▸ **ASSIGNMENT**: Among the records that follow, set down only the lines from the one containing "mind finding the white baseboard" to the one containing "mind finding the wooden cabinet", both included, exactly.

▸ **DATA FOR PROCESSING**:
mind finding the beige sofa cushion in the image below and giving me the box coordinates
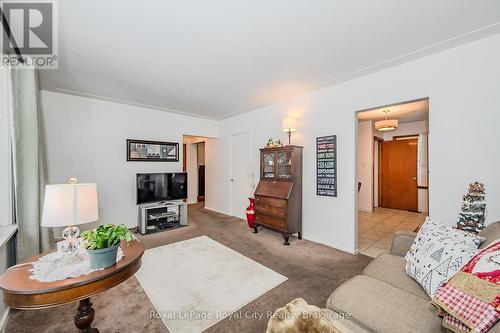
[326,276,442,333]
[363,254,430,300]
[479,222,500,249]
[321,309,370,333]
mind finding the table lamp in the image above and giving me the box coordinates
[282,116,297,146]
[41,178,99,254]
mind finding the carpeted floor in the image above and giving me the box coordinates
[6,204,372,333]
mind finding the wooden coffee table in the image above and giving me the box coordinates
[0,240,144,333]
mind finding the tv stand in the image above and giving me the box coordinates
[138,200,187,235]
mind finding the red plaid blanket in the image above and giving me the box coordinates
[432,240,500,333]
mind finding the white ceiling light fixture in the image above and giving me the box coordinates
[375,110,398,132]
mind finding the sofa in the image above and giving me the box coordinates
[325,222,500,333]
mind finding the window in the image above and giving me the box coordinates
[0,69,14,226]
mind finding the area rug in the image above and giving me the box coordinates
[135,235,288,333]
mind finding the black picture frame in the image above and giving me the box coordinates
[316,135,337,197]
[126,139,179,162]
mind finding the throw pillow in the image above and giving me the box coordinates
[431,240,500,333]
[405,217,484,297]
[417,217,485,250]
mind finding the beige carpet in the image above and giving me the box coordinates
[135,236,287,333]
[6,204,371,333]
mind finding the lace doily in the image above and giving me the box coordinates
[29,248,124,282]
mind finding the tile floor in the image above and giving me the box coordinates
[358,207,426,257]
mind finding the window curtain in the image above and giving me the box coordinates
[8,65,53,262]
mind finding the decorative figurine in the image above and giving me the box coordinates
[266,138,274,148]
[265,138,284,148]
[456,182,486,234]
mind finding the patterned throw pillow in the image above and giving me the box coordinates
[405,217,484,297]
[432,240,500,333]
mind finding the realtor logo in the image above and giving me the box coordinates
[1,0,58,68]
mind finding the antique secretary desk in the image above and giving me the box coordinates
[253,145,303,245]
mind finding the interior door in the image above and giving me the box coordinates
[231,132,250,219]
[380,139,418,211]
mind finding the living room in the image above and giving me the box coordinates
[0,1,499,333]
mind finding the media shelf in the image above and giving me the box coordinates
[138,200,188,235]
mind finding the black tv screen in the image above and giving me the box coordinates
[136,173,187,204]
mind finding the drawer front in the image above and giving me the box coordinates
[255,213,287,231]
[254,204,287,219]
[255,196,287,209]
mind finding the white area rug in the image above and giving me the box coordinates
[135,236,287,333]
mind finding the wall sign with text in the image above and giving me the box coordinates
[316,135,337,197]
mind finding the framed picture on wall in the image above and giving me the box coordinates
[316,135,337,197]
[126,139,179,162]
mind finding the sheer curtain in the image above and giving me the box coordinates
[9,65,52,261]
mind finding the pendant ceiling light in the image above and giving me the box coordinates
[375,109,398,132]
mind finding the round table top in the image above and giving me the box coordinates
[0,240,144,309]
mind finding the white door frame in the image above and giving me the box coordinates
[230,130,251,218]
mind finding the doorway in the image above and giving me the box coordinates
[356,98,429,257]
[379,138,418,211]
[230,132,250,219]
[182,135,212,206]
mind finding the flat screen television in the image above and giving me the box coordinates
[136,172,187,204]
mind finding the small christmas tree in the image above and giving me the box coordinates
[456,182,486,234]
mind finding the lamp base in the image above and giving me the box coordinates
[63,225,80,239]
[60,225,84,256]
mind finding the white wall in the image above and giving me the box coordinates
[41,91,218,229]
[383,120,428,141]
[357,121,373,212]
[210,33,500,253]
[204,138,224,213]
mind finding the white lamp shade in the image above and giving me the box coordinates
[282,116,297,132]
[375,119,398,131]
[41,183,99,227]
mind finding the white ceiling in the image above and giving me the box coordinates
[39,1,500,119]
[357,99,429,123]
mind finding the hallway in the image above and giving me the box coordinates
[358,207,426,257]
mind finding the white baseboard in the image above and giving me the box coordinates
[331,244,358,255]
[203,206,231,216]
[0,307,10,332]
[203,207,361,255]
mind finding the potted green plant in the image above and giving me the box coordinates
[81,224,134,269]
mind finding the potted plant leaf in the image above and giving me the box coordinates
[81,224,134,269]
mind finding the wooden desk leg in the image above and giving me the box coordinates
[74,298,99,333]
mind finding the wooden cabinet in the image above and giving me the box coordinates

---

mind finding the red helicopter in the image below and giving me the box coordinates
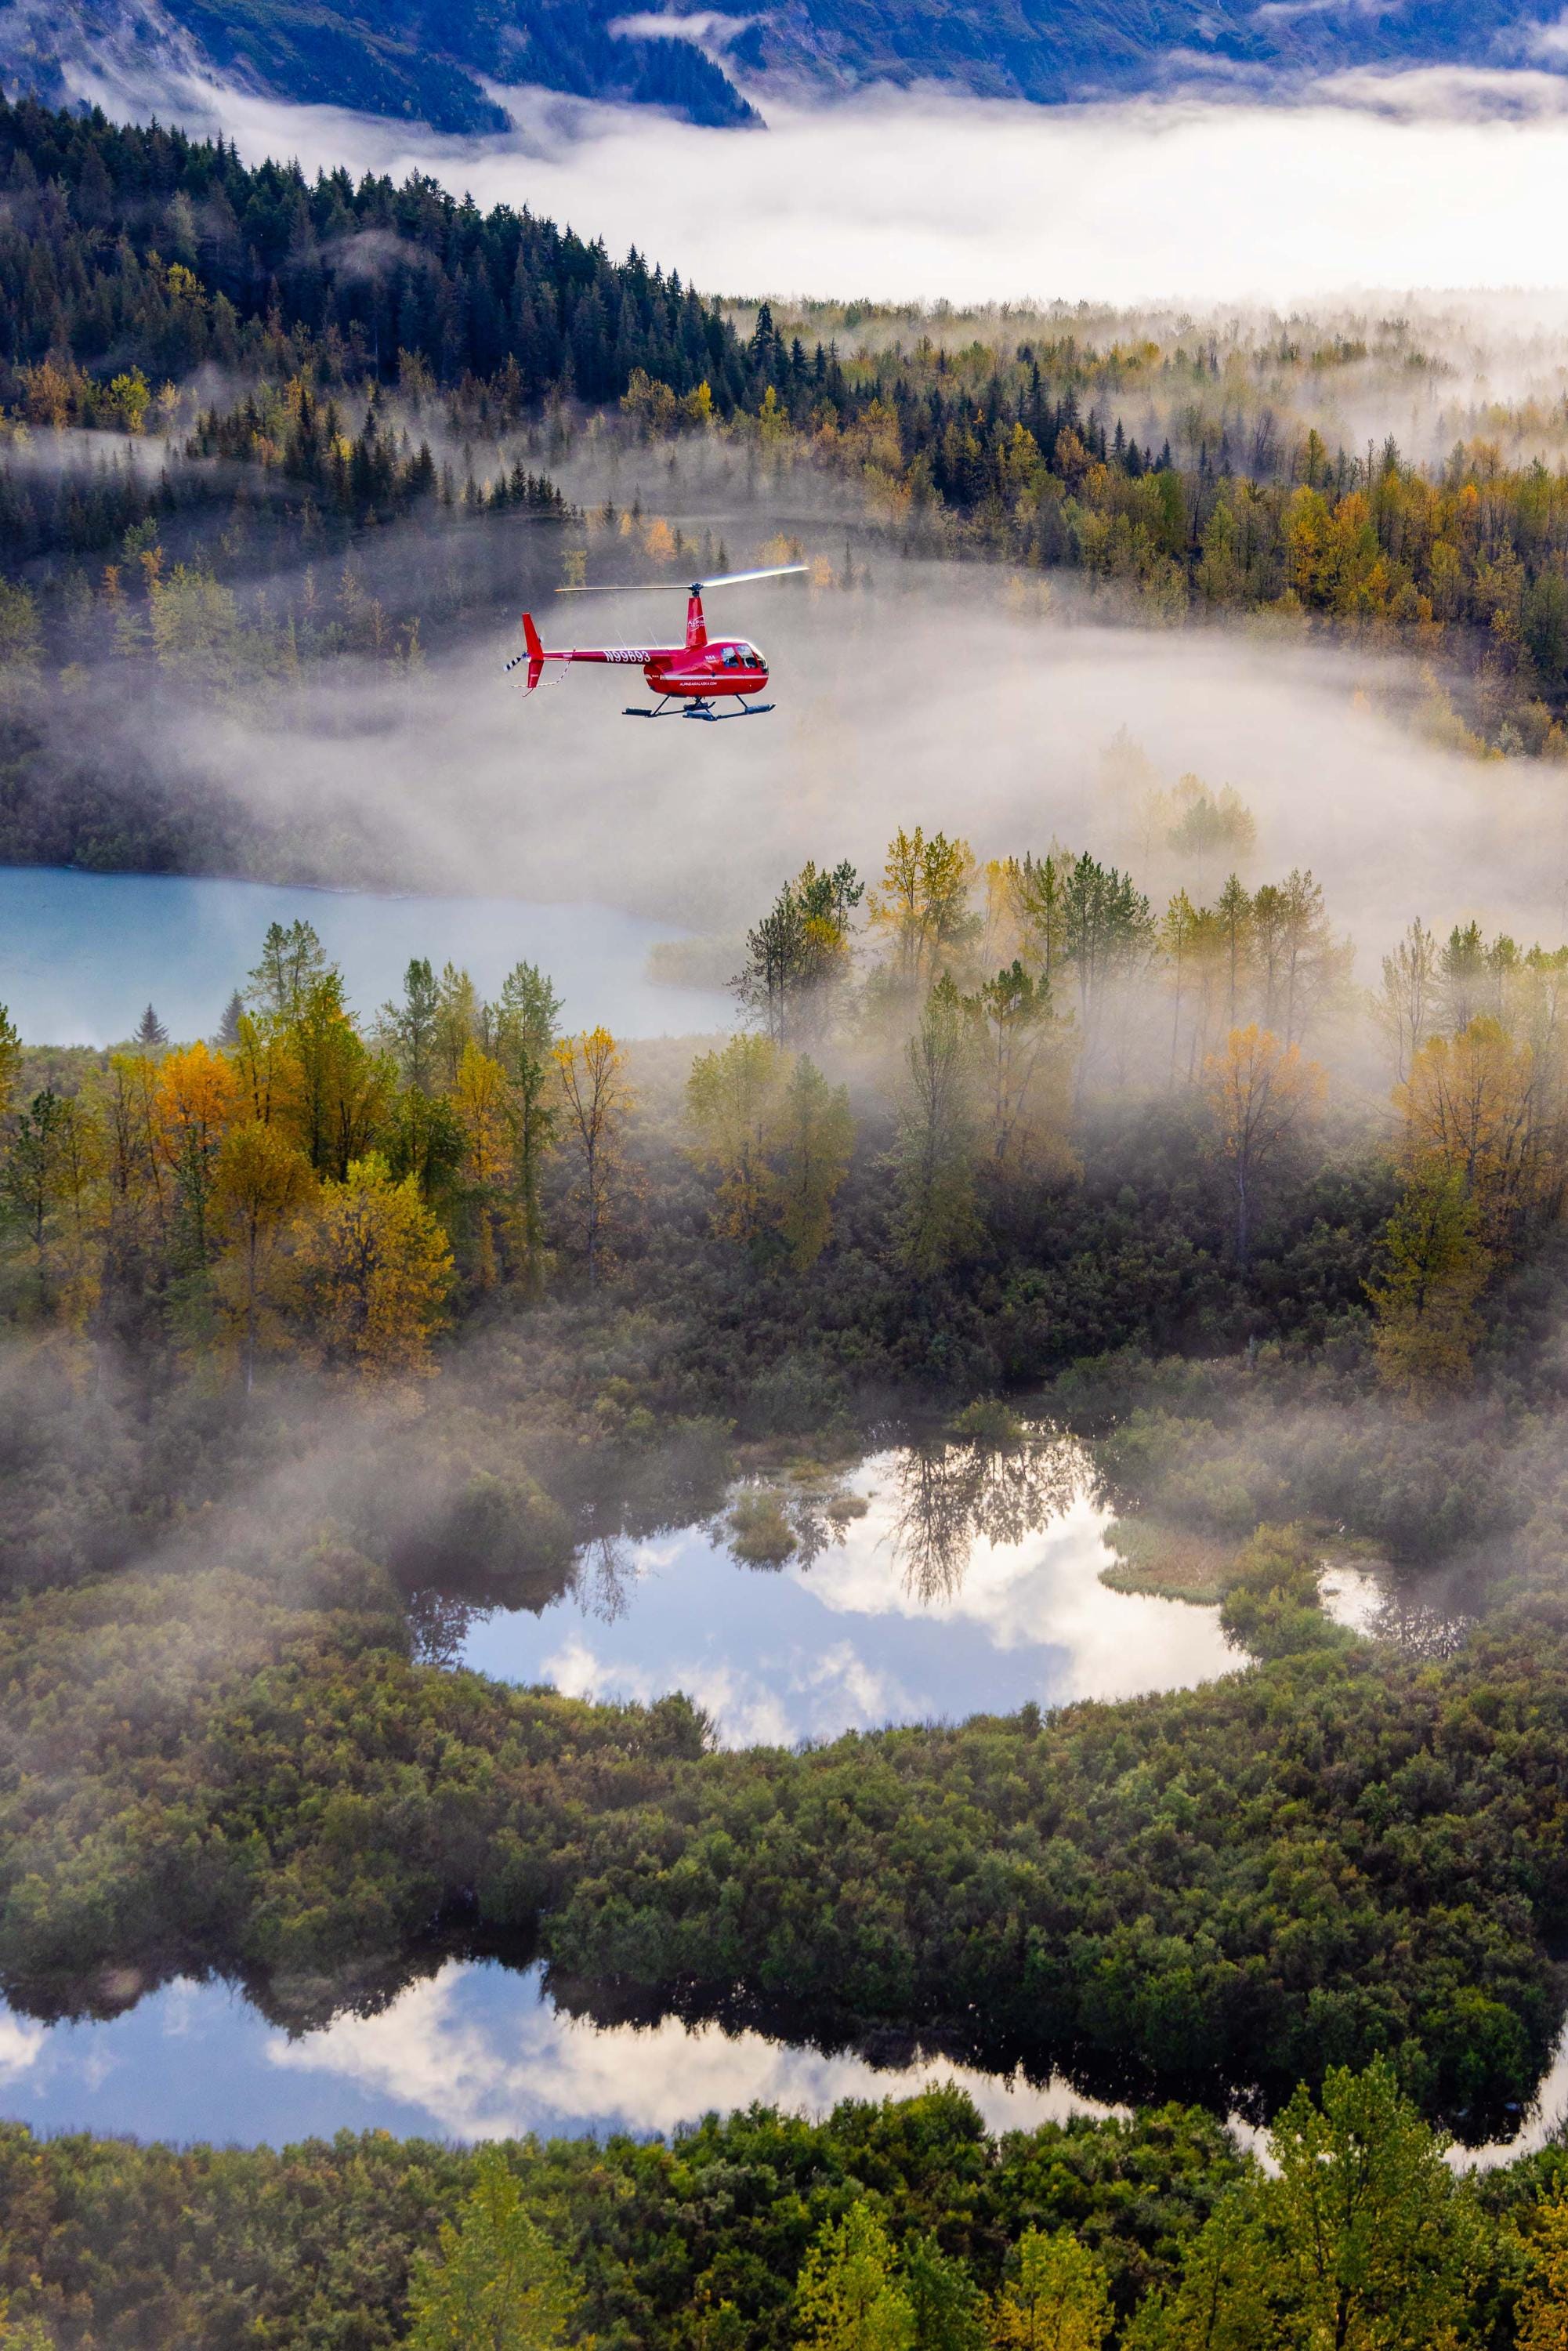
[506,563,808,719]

▸ **RESPONSE BELOW**:
mind finding the white baseboard in the image above and giving me the box coordinates
[331,244,358,255]
[203,206,231,216]
[0,307,10,332]
[203,207,361,255]
mind finding the potted green plant in the image above and giving me the box coordinates
[81,224,134,269]
mind finding the potted plant leaf in the image above and giving me the box coordinates
[81,224,134,269]
mind finding the wooden desk leg in the image above and giving me the box coordinates
[74,298,99,333]
mind finding the wooden cabinet in the image above and giving me the box coordinates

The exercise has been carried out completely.